Your instructions -
Answer these questions from the deviated septum text below:
1. About what percentage of people have a mild septum deformity?
2. What is the most common concern patients have with a deviated septum?
3. Apart from being born with it, what have some people with a deviated septum experienced?

Source document -

====

Deviated Septum

The septum is a structure made of bone and cartilage that divides the nasal airway. The septum is covered by mucous membranes that are full of blood vessels. About 80% of people have a mild septum deformity or crookedness that makes one nasal passage larger than the other. For most, the symptoms are mild enough that they may not even be noticeable. For some, however, a significantly deviated septum can lead to lifestyle impediments.

The Symptoms of a Deviated Septum

The most obvious and common concern patients have with a deviated septum is difficulty breathing. For most, this is because the septum impedes the airflow on one side. Sometimes this does not allow sinus discharge to drain, so patients may be at a higher risk for chronic sinus infections. Some patients will also experience nosebleeds, mouth breathing during sleep, which can dry the throat and impair sleep quality, and noisy breathing during sleep and waking hours.

The Causes of a Deviated Septum

Most people who experience a deviated septum are born with it, although a number have also experienced an injury or trauma to the nose. While cartilage is resilient, it can bend even with relatively minor trauma. More severe trauma can affect both the cartilage as well as the bone.

====

Excerpted data -
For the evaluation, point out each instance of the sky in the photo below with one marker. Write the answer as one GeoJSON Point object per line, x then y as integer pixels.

====

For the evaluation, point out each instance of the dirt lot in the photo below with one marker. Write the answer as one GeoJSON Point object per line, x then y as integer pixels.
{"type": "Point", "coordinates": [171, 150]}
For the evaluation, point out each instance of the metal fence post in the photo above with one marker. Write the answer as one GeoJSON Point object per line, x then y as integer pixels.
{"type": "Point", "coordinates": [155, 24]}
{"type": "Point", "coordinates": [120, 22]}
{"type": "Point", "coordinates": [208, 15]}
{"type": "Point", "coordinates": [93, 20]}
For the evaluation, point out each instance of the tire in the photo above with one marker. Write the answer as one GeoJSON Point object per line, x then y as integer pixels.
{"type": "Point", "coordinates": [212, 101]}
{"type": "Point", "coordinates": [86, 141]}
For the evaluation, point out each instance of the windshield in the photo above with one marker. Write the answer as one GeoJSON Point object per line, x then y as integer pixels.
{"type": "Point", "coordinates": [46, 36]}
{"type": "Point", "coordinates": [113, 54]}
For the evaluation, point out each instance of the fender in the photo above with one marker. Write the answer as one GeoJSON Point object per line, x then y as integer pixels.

====

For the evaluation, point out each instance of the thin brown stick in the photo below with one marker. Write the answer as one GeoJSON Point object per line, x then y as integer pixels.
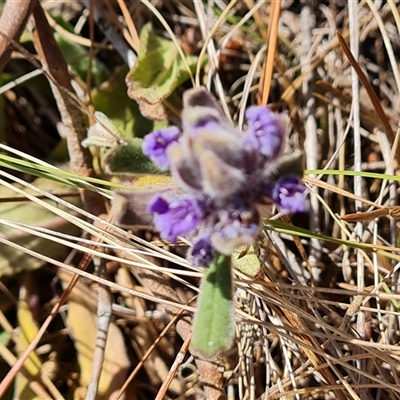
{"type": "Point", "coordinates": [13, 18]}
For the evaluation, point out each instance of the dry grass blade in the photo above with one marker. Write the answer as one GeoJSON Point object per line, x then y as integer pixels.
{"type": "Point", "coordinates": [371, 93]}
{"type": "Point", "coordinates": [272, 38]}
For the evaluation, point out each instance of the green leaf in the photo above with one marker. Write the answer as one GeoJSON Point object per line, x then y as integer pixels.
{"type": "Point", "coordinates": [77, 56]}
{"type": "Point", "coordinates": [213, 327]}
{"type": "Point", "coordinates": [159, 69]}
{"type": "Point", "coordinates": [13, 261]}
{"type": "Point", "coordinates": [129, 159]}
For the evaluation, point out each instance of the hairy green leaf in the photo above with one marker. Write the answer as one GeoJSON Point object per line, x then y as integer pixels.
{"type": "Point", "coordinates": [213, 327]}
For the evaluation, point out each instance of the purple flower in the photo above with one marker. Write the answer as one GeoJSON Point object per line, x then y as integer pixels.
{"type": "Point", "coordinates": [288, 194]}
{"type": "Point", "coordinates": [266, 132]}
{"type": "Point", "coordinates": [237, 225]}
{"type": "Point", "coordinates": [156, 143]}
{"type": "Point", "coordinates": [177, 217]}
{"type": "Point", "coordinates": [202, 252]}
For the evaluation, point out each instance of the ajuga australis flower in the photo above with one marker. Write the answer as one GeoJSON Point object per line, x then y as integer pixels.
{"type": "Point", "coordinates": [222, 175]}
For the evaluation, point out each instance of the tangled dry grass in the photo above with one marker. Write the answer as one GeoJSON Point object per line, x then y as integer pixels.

====

Your response -
1. About 80%
2. Difficulty breathing
3. An injury or trauma to the nose